Start TEXT
Advertisement

N.Y. Company to Buy Ford Aerospace Corp.

Share
TIMES STAFF WRITERS

Ford Motor Co. confirmed Monday that it has selected Loral Corp., a New York-based defense electronics giant, as the winning bidder to purchase its Newport Beach-based defense subsidiary, Ford Aerospace Corp.

The purchase price was not disclosed, but sources close to the negotiations said Loral will pay about $800 million in cash for Ford Aerospace and will assume certain other liabilities--such as retiree benefit payments and other debt obligations--which will boost the total value of Loral’s offer to about $1.3 billion.

Not included in the deal, however, is Ford Aerospace’s long-term lease on 99 acres of ocean-view real estate in Newport Beach where it has its corporate offices and one of its largest manufacturing operations, the 2,700-employee Aeronutronic missile manufacturing division. The land is owned by the Irvine Co.

Advertisement

A source close to the transaction said Monday that the buyer of Ford Aerospace would be required to vacate the property within five years.

A Ford executive who asked not to be identified confirmed that the lease was not included in the proposed sale to Loral.
End TEXT
Start DATA
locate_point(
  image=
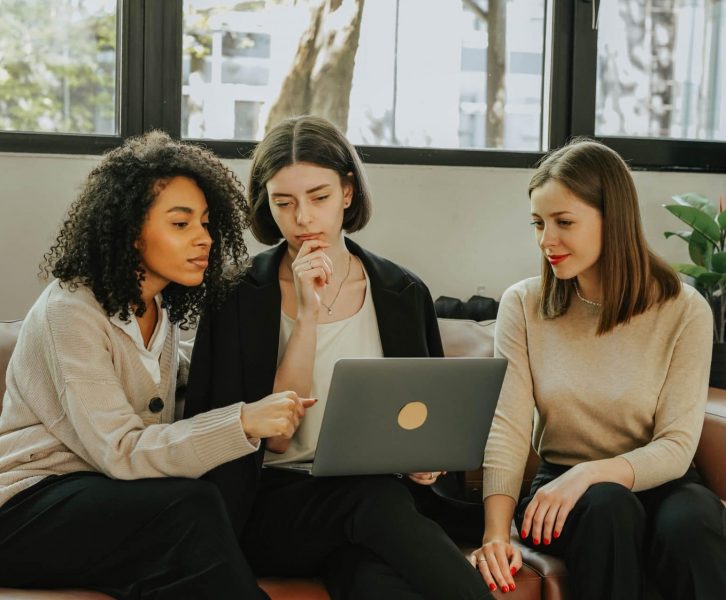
End DATA
PROBLEMS TO WORK ON.
1. For each statement, answer yes or no according to the Ford Aerospace article, and quote the exact words that decide it. (a) Loral will pay about $800 million in cash for Ford Aerospace. (b) The sale to Loral includes the lease on the 99 acres in Newport Beach. (c) Ford Motor Co. owns the Newport Beach land.
2. Repeat the passage of the Ford Aerospace article that begins at the words "The purchase price" and stops after "sale to Loral.", switching each "lease" to "rental agreement".
3. Pick up the news article about the Ford Aerospace sale after its last sentence and carry it on.
The data above is separate from the Ford Aerospace article.

THE ANSWERS.
1.
(a) Yes: "Loral will pay about $800 million in cash for Ford Aerospace"
(b) No: "Not included in the deal, however, is Ford Aerospace’s long-term lease on 99 acres of ocean-view real estate in Newport Beach"
(c) No: "The land is owned by the Irvine Co."

2.
The purchase price was not disclosed, but sources close to the negotiations said Loral will pay about $800 million in cash for Ford Aerospace and will assume certain other liabilities--such as retiree benefit payments and other debt obligations--which will boost the total value of Loral’s offer to about $1.3 billion.

Not included in the deal, however, is Ford Aerospace’s long-term rental agreement on 99 acres of ocean-view real estate in Newport Beach where it has its corporate offices and one of its largest manufacturing operations, the 2,700-employee Aeronutronic missile manufacturing division. The land is owned by the Irvine Co.

Advertisement

A source close to the transaction said Monday that the buyer of Ford Aerospace would be required to vacate the property within five years.

A Ford executive who asked not to be identified confirmed that the rental agreement was not included in the proposed sale to Loral.

3.
Loral, the nation’s 19th-largest defense contractor, beat out two other teams of bidders, one that included El Segundo-based Hughes Aircraft Co. and another led by Westinghouse Electric Corp. in Baltimore.

When Ford Motor put its defense subsidiary up for sale on Jan. 12, it had sought cash bids of $1.2 billion. But sources said no bidders were willing to offer that much because of the downturn in defense spending.

Loral and Ford Motor stressed that the agreement is not yet final and is subject to regulatory approvals. Ford Motor said a final deal is expected within three months. Loral said financing for the acquisition has been completed.

“Loral’s offer was the best, financially, and meets all of our requirements,” Harold A. Poling, Ford Motor chairman and chief executive, said in a statement. “The sale is for the whole of Ford Aerospace Corp.--a fundamental objective for us throughout the sale process.”

Advertisement

However, some Wall Street analysts noted that Loral is only two-thirds the size of Ford Aerospace and may have to sell off certain operations to pay for the deal.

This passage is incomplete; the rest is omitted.